Do this ▸
Rewrite the rows from the line with "Locate the red" to the line with "39, 384, 84]]", replacing "red brick facade" with "red brick wall" and changing nothing else.

Data shown ▸
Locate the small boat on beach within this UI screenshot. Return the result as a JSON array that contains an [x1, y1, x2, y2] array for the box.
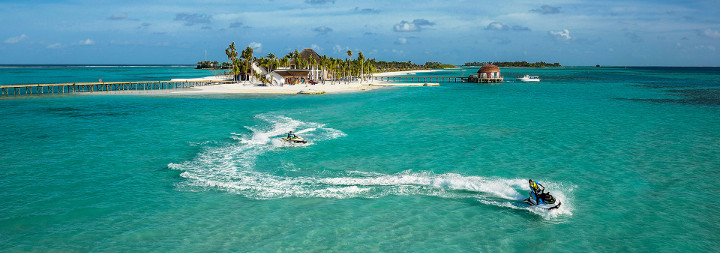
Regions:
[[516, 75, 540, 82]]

--

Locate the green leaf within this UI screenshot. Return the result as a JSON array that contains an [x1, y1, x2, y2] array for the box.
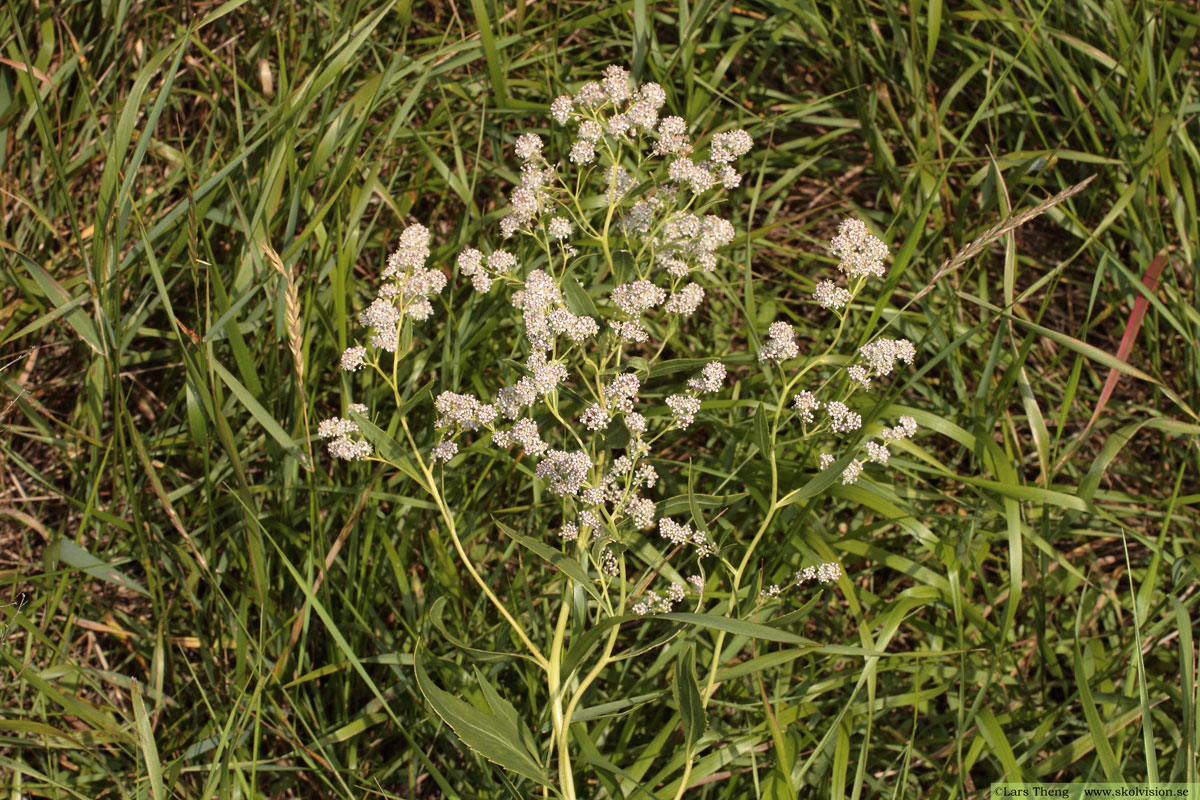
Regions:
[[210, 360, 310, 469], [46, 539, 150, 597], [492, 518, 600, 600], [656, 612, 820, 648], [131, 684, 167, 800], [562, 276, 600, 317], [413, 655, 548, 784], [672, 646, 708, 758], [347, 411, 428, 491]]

* * *

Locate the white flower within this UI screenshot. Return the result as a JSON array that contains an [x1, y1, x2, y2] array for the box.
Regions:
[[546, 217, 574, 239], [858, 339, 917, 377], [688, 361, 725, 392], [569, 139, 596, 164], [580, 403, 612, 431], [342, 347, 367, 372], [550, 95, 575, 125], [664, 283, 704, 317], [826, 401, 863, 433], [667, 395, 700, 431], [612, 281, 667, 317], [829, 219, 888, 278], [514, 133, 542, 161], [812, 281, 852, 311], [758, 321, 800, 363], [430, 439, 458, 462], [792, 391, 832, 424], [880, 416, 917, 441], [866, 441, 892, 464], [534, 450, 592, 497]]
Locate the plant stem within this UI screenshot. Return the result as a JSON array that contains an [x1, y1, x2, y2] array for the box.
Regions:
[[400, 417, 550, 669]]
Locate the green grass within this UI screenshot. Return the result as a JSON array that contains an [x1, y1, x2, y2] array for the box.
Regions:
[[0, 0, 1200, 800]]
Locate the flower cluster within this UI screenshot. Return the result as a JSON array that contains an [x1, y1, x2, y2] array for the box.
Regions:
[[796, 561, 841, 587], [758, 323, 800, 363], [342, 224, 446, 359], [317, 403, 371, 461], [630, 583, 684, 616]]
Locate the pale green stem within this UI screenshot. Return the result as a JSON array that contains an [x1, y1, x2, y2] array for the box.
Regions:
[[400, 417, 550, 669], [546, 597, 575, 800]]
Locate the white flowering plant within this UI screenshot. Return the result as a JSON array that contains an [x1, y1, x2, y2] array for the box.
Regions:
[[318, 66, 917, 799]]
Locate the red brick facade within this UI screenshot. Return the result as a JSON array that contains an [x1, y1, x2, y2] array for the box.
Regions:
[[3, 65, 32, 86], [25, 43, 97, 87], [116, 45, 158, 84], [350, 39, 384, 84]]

Task result ▸
Locate the red brick wall within this UI screenshot. Return the result as a JSON array that contains an [x1, y1, x2, y2] array for the box.
Regions:
[[3, 65, 32, 86], [25, 43, 97, 87], [116, 45, 158, 84], [350, 39, 384, 84]]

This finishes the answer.